Enumera todas las personas que el fragmento sobre la interpretación constitucional menciona por su nombre.

## [Fragmento del documento]
____
Es claro, sin embargo, que con ella también se pueden apreciar las dificultades que supone entender un texto que sólo puede hablarnos si hacemos dialogar a éste con el mundo complejo que lo rodea.
No debería extrañarnos, en consecuencia, que las dificultades señaladas se hagan sentir con mayor fuerza en aquellos textos a través de los cuales intentamos comprendernos como seres capaces de actuar con sentido. Tal es el caso de los documentos constitucionales. Y es que a estas alturas de la historia, una constitución aspira a cristalizar los pactos fundacionales a través de los cuales los miembros de una comunidad, conscientes de los derechos que emanan de la dignidad humana, tratan de establecer estructuras jurídicas y políticas que hagan posible la autodeterminación colectiva. Dicho pacto busca erradicar el ejercicio arbitrario del poder logrando que prevalezca el único poder legítimo, esto es, aquél que surgiendo de la voluntad y el consentimiento de los gobernados, tenga como objeto la realización del bien común.
Si reflexionamos en la complejidad de la vida humana, se puede imaginar que necesitamos de muchos puentes para superar el abismo que media entre el texto constitucional y la realidad humana. Por esta razón, en La Constitución invisible el jurista norteamericano Lawrence H. Tribe postula que “la Constitución visible flota en un vasto, y profundo —y crucialmente invisible— océano de ideas, proposiciones, memorias recuperadas y experiencias imaginadas”. Este océano constituye la parte no escrita y, recordando a Wittgenstein, la más importante de la Constitución; en ella se movilizan las placas profundas que van constituyendo los sentires y esperanzas más profundas de la sociedad. No es ingenuo pensar que en la apreciación social de los ideales constitucionales se moviliza la esperanza, siempre precaria, de alcanzar una vida en común en la que prive la realización de la justicia.
A la luz de estas consideraciones, resulta cada vez más obvio que concentrar en un tribunal superior la tarea de establecer el sentido y, más aún, el control de constitucionalidad, no ha resultado una buena idea. No es necesario que exista un consenso social unánime para esperar que la interpretación de un texto con un corazón axiológico declarado, tienda a dirigir su veleta a la dignidad humana. Ya Thomas Jefferson notaba que reservar la interpretación de la constitución a un tribunal superior equivalía a convertir ésta en un trozo de cera que podía ser manipulada para que dijera lo que sus miembros decidiesen. Esta lección histórica es clara, a pesar de que hayan surgido ejercicios de control de constitucionalidad responsables ante su sociedad; después de todo, los sectores conservadores han notado que deben redoblar sus esfuerzos para colocar a sus juristas en las cortes respectivas.
____
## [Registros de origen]
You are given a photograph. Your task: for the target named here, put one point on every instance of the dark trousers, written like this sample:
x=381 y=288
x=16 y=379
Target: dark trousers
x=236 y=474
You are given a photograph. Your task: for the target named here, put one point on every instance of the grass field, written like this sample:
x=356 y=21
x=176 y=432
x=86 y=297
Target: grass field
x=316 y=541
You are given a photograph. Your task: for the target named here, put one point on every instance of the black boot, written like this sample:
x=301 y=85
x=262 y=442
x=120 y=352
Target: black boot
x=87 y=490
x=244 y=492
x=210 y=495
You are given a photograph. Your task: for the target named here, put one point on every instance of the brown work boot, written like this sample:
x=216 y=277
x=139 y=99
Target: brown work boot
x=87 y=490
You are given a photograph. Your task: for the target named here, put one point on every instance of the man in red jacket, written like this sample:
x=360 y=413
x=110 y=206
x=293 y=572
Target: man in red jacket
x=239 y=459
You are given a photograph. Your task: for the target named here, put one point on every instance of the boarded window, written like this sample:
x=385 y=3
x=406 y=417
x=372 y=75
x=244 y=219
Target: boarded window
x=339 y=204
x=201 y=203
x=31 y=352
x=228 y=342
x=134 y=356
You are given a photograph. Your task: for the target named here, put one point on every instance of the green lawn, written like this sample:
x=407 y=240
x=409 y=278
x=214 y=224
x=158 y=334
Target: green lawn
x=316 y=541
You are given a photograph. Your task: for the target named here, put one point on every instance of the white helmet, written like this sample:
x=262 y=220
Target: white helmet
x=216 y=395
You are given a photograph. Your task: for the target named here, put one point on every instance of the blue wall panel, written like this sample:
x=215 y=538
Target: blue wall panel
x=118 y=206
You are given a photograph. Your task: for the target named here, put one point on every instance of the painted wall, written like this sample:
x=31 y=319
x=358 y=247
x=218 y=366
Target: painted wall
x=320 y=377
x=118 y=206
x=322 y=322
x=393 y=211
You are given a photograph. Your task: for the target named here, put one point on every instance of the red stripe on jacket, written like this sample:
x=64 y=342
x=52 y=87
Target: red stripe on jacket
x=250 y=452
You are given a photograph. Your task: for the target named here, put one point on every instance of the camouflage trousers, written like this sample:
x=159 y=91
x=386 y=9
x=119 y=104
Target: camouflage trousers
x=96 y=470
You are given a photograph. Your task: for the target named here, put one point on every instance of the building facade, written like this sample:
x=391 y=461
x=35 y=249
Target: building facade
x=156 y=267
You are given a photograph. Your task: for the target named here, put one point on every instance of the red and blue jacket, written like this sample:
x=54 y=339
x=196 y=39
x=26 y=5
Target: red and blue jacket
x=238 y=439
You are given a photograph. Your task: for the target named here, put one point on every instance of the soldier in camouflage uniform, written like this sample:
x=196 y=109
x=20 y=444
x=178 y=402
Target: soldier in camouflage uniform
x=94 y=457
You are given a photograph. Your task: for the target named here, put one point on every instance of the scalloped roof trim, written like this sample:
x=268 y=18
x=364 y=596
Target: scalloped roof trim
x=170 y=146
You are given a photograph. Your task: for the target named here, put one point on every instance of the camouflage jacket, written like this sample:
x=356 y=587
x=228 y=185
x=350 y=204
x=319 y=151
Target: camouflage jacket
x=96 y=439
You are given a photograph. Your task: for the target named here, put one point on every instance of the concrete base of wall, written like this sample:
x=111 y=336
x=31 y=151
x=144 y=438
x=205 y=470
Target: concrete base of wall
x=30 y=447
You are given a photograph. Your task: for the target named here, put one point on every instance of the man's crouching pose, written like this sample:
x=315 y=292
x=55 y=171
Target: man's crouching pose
____
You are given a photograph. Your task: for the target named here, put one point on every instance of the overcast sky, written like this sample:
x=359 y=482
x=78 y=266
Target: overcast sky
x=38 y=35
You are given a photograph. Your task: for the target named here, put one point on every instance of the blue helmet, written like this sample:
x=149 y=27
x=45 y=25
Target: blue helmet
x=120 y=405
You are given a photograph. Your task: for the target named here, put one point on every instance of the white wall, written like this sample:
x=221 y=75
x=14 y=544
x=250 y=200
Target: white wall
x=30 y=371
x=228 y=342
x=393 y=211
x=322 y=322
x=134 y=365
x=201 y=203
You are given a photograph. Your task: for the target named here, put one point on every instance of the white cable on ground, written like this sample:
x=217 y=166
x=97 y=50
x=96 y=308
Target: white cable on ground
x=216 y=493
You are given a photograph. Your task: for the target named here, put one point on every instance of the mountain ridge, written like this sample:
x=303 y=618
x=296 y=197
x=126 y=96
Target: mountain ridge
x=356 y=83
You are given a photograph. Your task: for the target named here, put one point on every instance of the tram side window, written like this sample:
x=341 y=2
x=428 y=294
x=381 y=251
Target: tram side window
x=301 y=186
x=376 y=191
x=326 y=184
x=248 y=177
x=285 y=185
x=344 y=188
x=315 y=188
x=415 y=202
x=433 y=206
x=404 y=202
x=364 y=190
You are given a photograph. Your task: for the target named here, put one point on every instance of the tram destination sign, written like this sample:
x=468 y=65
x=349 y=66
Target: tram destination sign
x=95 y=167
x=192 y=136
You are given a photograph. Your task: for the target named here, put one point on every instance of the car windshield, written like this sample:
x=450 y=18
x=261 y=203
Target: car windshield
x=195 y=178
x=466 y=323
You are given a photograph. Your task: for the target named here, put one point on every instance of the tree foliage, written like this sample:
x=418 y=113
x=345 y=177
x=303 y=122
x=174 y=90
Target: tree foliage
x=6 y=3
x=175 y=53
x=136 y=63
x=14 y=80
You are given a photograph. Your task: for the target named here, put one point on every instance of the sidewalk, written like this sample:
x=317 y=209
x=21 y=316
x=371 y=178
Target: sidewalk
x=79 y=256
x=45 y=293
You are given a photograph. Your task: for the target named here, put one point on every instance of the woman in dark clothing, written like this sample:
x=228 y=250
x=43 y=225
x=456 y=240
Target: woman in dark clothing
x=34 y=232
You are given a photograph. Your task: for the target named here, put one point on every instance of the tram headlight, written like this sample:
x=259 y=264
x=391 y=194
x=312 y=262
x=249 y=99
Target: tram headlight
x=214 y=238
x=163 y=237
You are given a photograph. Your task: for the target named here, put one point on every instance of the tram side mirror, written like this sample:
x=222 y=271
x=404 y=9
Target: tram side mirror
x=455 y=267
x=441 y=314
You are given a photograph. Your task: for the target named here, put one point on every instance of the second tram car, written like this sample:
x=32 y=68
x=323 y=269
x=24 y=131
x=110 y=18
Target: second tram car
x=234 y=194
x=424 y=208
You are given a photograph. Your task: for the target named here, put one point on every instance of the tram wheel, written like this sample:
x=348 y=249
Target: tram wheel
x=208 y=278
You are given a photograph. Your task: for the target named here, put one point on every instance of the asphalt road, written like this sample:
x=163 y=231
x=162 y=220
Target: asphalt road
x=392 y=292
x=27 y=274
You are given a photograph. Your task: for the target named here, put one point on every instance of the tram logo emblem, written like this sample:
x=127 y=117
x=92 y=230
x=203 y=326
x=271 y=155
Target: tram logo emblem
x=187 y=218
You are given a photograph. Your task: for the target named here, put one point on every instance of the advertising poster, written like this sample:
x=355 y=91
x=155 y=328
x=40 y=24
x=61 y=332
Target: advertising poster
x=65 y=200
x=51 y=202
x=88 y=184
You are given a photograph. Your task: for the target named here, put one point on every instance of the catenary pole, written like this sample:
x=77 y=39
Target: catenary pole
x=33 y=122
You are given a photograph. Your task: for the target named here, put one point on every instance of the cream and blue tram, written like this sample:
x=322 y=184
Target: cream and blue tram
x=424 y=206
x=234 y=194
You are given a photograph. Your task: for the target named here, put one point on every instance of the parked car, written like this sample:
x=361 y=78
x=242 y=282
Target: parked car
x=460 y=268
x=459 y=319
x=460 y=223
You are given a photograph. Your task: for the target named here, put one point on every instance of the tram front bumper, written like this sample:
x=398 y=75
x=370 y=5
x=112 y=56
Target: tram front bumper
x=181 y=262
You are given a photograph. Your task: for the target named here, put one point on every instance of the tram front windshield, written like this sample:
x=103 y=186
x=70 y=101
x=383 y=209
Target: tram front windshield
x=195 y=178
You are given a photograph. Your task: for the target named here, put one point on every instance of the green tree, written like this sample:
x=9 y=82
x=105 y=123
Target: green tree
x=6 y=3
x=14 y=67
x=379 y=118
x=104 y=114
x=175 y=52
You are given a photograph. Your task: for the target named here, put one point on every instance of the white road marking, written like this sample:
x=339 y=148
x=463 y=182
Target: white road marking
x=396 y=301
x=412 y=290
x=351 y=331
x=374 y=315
____
## [Resultado del ejercicio]
- Lawrence H. Tribe
- Wittgenstein
- Thomas Jefferson